[Supplied entries Boundary: Start]
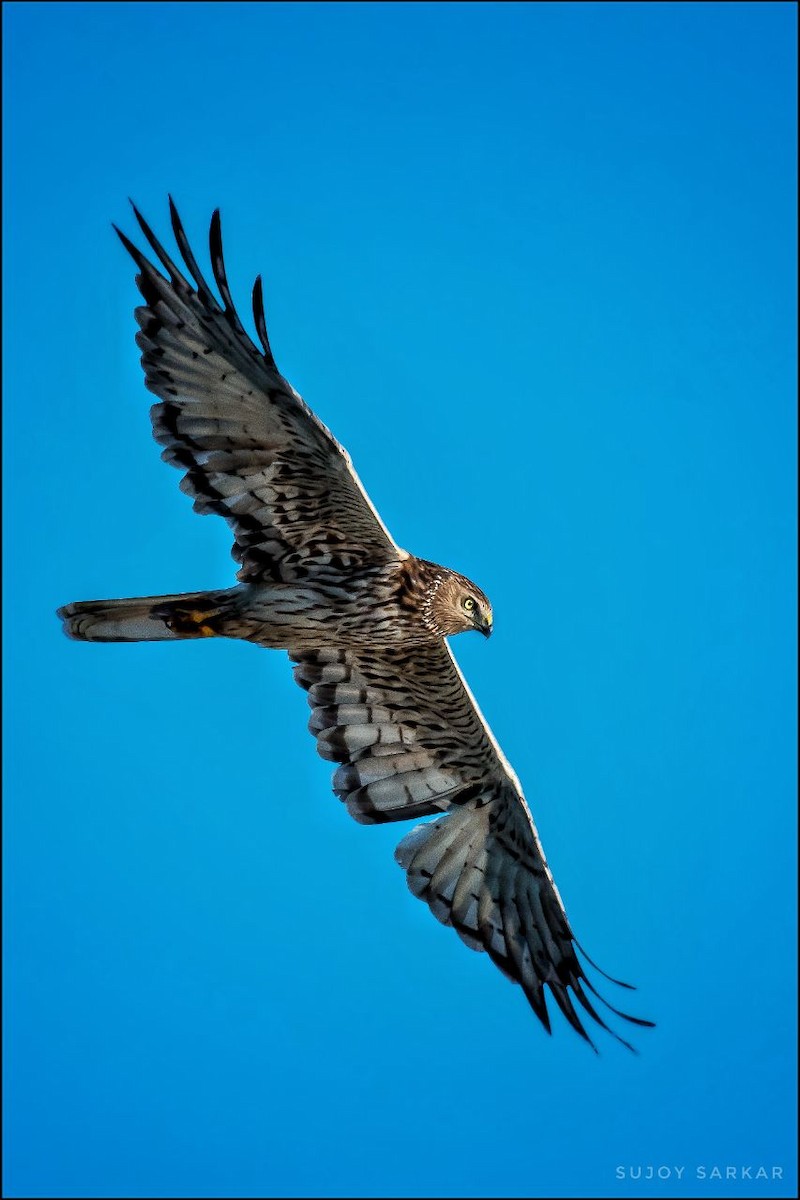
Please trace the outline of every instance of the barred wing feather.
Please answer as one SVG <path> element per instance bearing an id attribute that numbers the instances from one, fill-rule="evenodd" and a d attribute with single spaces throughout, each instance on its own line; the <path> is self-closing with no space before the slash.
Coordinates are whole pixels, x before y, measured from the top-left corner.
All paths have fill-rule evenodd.
<path id="1" fill-rule="evenodd" d="M 434 916 L 521 984 L 548 1031 L 545 989 L 590 1043 L 575 1002 L 609 1027 L 587 992 L 649 1025 L 613 1008 L 588 979 L 519 783 L 447 644 L 292 657 L 319 753 L 341 764 L 333 788 L 350 814 L 374 824 L 444 813 L 396 851 Z"/>
<path id="2" fill-rule="evenodd" d="M 199 513 L 223 516 L 234 532 L 243 582 L 292 581 L 396 559 L 350 457 L 280 375 L 264 320 L 260 278 L 253 310 L 258 349 L 234 308 L 222 257 L 219 213 L 210 251 L 221 303 L 203 277 L 170 201 L 179 269 L 139 212 L 161 270 L 119 230 L 139 267 L 144 305 L 136 341 L 151 417 L 166 462 L 185 472 L 181 490 Z M 184 271 L 191 277 L 187 279 Z"/>

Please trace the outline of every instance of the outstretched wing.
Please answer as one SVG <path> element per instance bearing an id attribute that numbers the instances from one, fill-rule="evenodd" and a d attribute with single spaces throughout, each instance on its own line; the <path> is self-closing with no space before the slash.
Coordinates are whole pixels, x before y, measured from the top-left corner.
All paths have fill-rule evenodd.
<path id="1" fill-rule="evenodd" d="M 199 513 L 218 513 L 234 532 L 238 578 L 297 580 L 385 563 L 402 554 L 381 522 L 349 455 L 279 374 L 264 320 L 260 277 L 253 312 L 262 349 L 244 330 L 222 258 L 219 212 L 210 251 L 220 301 L 206 283 L 170 199 L 184 260 L 178 269 L 134 208 L 158 270 L 117 230 L 139 267 L 145 382 L 165 462 L 185 471 L 181 490 Z M 163 273 L 162 273 L 163 272 Z"/>
<path id="2" fill-rule="evenodd" d="M 590 1044 L 574 1001 L 608 1026 L 587 991 L 649 1025 L 613 1008 L 587 978 L 519 781 L 447 644 L 292 658 L 319 753 L 341 764 L 333 789 L 350 814 L 365 824 L 446 814 L 417 825 L 396 851 L 434 916 L 522 985 L 548 1031 L 545 988 Z"/>

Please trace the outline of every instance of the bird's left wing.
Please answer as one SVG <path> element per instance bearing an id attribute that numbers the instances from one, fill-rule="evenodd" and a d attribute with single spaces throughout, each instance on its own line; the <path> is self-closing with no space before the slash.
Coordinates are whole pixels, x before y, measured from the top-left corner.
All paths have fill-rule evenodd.
<path id="1" fill-rule="evenodd" d="M 238 578 L 296 580 L 387 563 L 402 552 L 355 474 L 350 457 L 279 373 L 253 289 L 257 348 L 231 298 L 219 212 L 211 219 L 211 267 L 203 276 L 170 200 L 182 268 L 134 208 L 157 266 L 123 234 L 139 268 L 145 382 L 161 401 L 150 411 L 162 458 L 185 472 L 181 490 L 199 513 L 224 517 L 234 534 Z M 159 269 L 160 268 L 160 269 Z M 189 278 L 187 278 L 187 276 Z"/>
<path id="2" fill-rule="evenodd" d="M 548 1030 L 545 988 L 587 1041 L 573 1001 L 608 1029 L 587 991 L 650 1024 L 608 1005 L 588 979 L 519 781 L 447 644 L 292 657 L 319 753 L 341 764 L 333 788 L 350 814 L 373 824 L 445 813 L 396 852 L 434 916 L 521 984 Z"/>

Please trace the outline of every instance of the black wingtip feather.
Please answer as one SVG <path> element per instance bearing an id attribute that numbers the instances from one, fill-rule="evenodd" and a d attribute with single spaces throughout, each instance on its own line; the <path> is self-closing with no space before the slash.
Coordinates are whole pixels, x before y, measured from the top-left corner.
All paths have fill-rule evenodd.
<path id="1" fill-rule="evenodd" d="M 233 306 L 230 303 L 230 293 L 228 292 L 227 298 L 225 296 L 226 291 L 228 291 L 228 281 L 225 277 L 225 266 L 222 261 L 222 217 L 218 208 L 215 208 L 211 214 L 211 224 L 208 229 L 208 249 L 211 255 L 211 270 L 214 273 L 217 287 L 219 287 L 222 293 L 225 310 L 229 313 Z M 220 285 L 220 278 L 222 279 L 222 285 Z"/>
<path id="2" fill-rule="evenodd" d="M 528 1004 L 530 1004 L 544 1028 L 552 1036 L 553 1030 L 550 1027 L 550 1014 L 547 1011 L 544 988 L 540 988 L 538 992 L 534 992 L 532 988 L 527 988 L 523 984 L 522 990 L 525 993 L 525 999 L 528 1001 Z"/>
<path id="3" fill-rule="evenodd" d="M 225 273 L 225 258 L 222 253 L 222 219 L 218 208 L 211 214 L 211 227 L 208 231 L 208 248 L 211 253 L 211 270 L 214 272 L 219 294 L 225 306 L 225 316 L 239 332 L 243 333 L 241 322 L 236 313 L 231 290 L 228 286 L 228 276 Z"/>
<path id="4" fill-rule="evenodd" d="M 613 975 L 609 975 L 608 971 L 604 971 L 602 967 L 598 967 L 598 965 L 594 961 L 594 959 L 589 958 L 589 955 L 586 953 L 583 946 L 580 944 L 580 942 L 578 941 L 578 939 L 576 937 L 573 937 L 572 941 L 575 945 L 576 950 L 580 950 L 581 954 L 586 959 L 586 961 L 589 963 L 589 965 L 591 967 L 594 967 L 595 971 L 597 971 L 600 975 L 602 975 L 604 979 L 607 979 L 609 983 L 615 983 L 617 985 L 617 987 L 627 988 L 627 990 L 629 992 L 636 991 L 636 987 L 634 984 L 625 983 L 624 980 L 622 980 L 622 979 L 615 979 Z"/>
<path id="5" fill-rule="evenodd" d="M 567 1018 L 570 1025 L 575 1030 L 575 1032 L 577 1034 L 580 1034 L 580 1036 L 583 1038 L 583 1040 L 585 1042 L 589 1043 L 589 1045 L 594 1050 L 595 1054 L 598 1054 L 599 1051 L 597 1049 L 597 1046 L 595 1046 L 594 1042 L 589 1037 L 589 1034 L 586 1032 L 586 1030 L 584 1029 L 584 1027 L 581 1023 L 580 1017 L 575 1012 L 575 1008 L 572 1004 L 572 1001 L 569 998 L 569 993 L 568 993 L 567 989 L 564 987 L 560 987 L 558 984 L 553 985 L 551 983 L 550 984 L 550 992 L 551 992 L 553 998 L 555 999 L 556 1004 L 561 1009 L 562 1013 Z"/>
<path id="6" fill-rule="evenodd" d="M 111 228 L 114 230 L 117 237 L 122 242 L 125 249 L 128 251 L 128 254 L 130 254 L 131 258 L 136 263 L 139 270 L 142 271 L 144 274 L 146 274 L 148 271 L 152 271 L 157 275 L 158 272 L 155 270 L 155 267 L 153 266 L 153 264 L 147 261 L 147 259 L 142 254 L 139 247 L 135 246 L 133 244 L 133 242 L 131 241 L 131 239 L 126 234 L 124 234 L 122 232 L 122 230 L 120 229 L 120 227 L 118 225 L 115 225 L 113 221 L 111 222 Z"/>
<path id="7" fill-rule="evenodd" d="M 613 1038 L 616 1038 L 616 1040 L 620 1042 L 627 1050 L 630 1050 L 631 1054 L 638 1054 L 639 1051 L 635 1046 L 632 1046 L 631 1043 L 626 1041 L 624 1037 L 621 1037 L 620 1034 L 617 1033 L 616 1029 L 612 1029 L 610 1025 L 606 1024 L 581 987 L 581 981 L 579 979 L 574 979 L 571 986 L 576 999 L 589 1014 L 592 1020 L 596 1021 L 601 1029 L 605 1029 L 606 1033 L 610 1033 Z"/>
<path id="8" fill-rule="evenodd" d="M 613 1004 L 606 1000 L 605 996 L 602 995 L 601 992 L 598 992 L 591 979 L 588 979 L 585 975 L 583 976 L 583 982 L 586 984 L 592 995 L 596 996 L 600 1003 L 604 1004 L 605 1007 L 610 1012 L 614 1013 L 616 1017 L 621 1017 L 623 1021 L 630 1021 L 632 1025 L 641 1025 L 645 1029 L 655 1029 L 655 1021 L 646 1021 L 644 1017 L 633 1017 L 630 1013 L 623 1012 L 620 1008 L 615 1008 Z"/>
<path id="9" fill-rule="evenodd" d="M 267 320 L 264 315 L 264 287 L 260 275 L 256 276 L 256 281 L 253 284 L 253 320 L 256 323 L 258 340 L 264 348 L 264 357 L 269 365 L 275 367 L 277 370 L 272 347 L 269 344 L 269 337 L 267 336 Z"/>
<path id="10" fill-rule="evenodd" d="M 156 255 L 156 257 L 158 258 L 161 265 L 167 271 L 173 284 L 177 284 L 178 287 L 188 288 L 189 285 L 186 282 L 186 279 L 184 278 L 184 276 L 182 275 L 180 269 L 176 266 L 176 264 L 170 258 L 169 254 L 164 249 L 164 247 L 162 246 L 161 242 L 158 240 L 156 235 L 153 233 L 153 231 L 150 228 L 150 226 L 148 225 L 147 221 L 145 221 L 144 217 L 139 212 L 139 209 L 136 207 L 133 200 L 131 200 L 130 197 L 128 197 L 128 200 L 130 202 L 131 208 L 133 209 L 133 215 L 136 217 L 139 228 L 141 229 L 144 236 L 147 238 L 147 241 L 148 241 L 151 249 L 153 250 L 153 253 Z"/>
<path id="11" fill-rule="evenodd" d="M 169 215 L 172 222 L 172 232 L 175 235 L 175 241 L 178 243 L 178 249 L 181 252 L 186 268 L 194 280 L 194 285 L 197 288 L 197 294 L 204 304 L 208 305 L 212 310 L 217 310 L 219 305 L 214 299 L 211 288 L 206 283 L 203 272 L 197 265 L 197 259 L 192 253 L 192 248 L 189 245 L 189 239 L 186 236 L 186 231 L 183 228 L 178 210 L 172 197 L 169 197 Z"/>
<path id="12" fill-rule="evenodd" d="M 220 210 L 215 208 L 211 214 L 211 226 L 208 233 L 209 251 L 211 254 L 211 269 L 214 272 L 219 293 L 222 296 L 222 303 L 225 306 L 225 316 L 241 337 L 246 338 L 249 345 L 252 346 L 253 353 L 258 354 L 259 351 L 252 342 L 249 334 L 245 330 L 242 322 L 239 320 L 239 314 L 236 311 L 236 305 L 233 302 L 233 296 L 228 285 L 228 276 L 225 271 L 225 256 L 222 250 L 222 218 Z M 264 348 L 264 357 L 270 367 L 277 371 L 275 359 L 270 349 L 269 339 L 267 338 L 267 326 L 264 318 L 264 302 L 261 291 L 261 276 L 258 277 L 256 285 L 258 288 L 258 304 L 256 303 L 256 286 L 253 287 L 253 316 L 256 322 L 256 329 L 261 345 Z"/>

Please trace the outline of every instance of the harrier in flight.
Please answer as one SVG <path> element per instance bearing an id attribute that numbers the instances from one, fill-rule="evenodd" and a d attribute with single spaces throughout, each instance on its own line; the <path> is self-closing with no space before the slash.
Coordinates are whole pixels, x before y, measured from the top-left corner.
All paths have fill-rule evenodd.
<path id="1" fill-rule="evenodd" d="M 489 637 L 489 601 L 392 540 L 347 452 L 278 371 L 260 277 L 260 348 L 250 339 L 225 275 L 219 212 L 210 232 L 218 296 L 171 200 L 170 212 L 181 267 L 135 208 L 158 265 L 117 230 L 139 269 L 136 341 L 159 400 L 151 418 L 162 458 L 183 472 L 197 512 L 230 525 L 239 583 L 78 601 L 59 610 L 65 632 L 86 642 L 243 638 L 287 650 L 351 816 L 370 825 L 439 814 L 396 851 L 434 916 L 522 986 L 548 1031 L 546 989 L 590 1044 L 578 1008 L 609 1029 L 597 1000 L 649 1025 L 613 1008 L 587 977 L 519 780 L 448 646 L 467 630 Z"/>

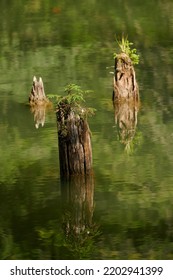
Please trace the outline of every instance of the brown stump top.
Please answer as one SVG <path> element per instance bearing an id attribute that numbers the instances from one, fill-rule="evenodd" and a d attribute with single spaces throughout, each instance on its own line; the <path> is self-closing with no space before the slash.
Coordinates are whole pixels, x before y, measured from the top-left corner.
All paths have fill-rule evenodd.
<path id="1" fill-rule="evenodd" d="M 115 58 L 113 86 L 113 100 L 139 99 L 135 70 L 126 53 L 121 53 Z"/>

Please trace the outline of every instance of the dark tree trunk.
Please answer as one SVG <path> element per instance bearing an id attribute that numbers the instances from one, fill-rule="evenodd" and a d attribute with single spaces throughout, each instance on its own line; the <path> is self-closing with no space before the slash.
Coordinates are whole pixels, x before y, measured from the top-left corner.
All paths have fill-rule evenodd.
<path id="1" fill-rule="evenodd" d="M 83 111 L 75 112 L 69 104 L 57 108 L 61 177 L 92 172 L 90 129 Z"/>
<path id="2" fill-rule="evenodd" d="M 125 53 L 115 58 L 113 100 L 139 99 L 135 70 L 131 59 Z"/>

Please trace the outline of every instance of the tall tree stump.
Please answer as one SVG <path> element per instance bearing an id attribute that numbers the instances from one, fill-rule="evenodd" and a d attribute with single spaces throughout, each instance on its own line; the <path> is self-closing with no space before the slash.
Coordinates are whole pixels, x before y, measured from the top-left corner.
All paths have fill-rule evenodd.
[Supplied entries Boundary: End]
**Work request:** The answer must consist of every line from the data that contains the word "feather".

**Response to this exercise:**
Please trace the outline of every instance of the barred wing feather.
Please trace the outline of every instance of the black wingtip feather.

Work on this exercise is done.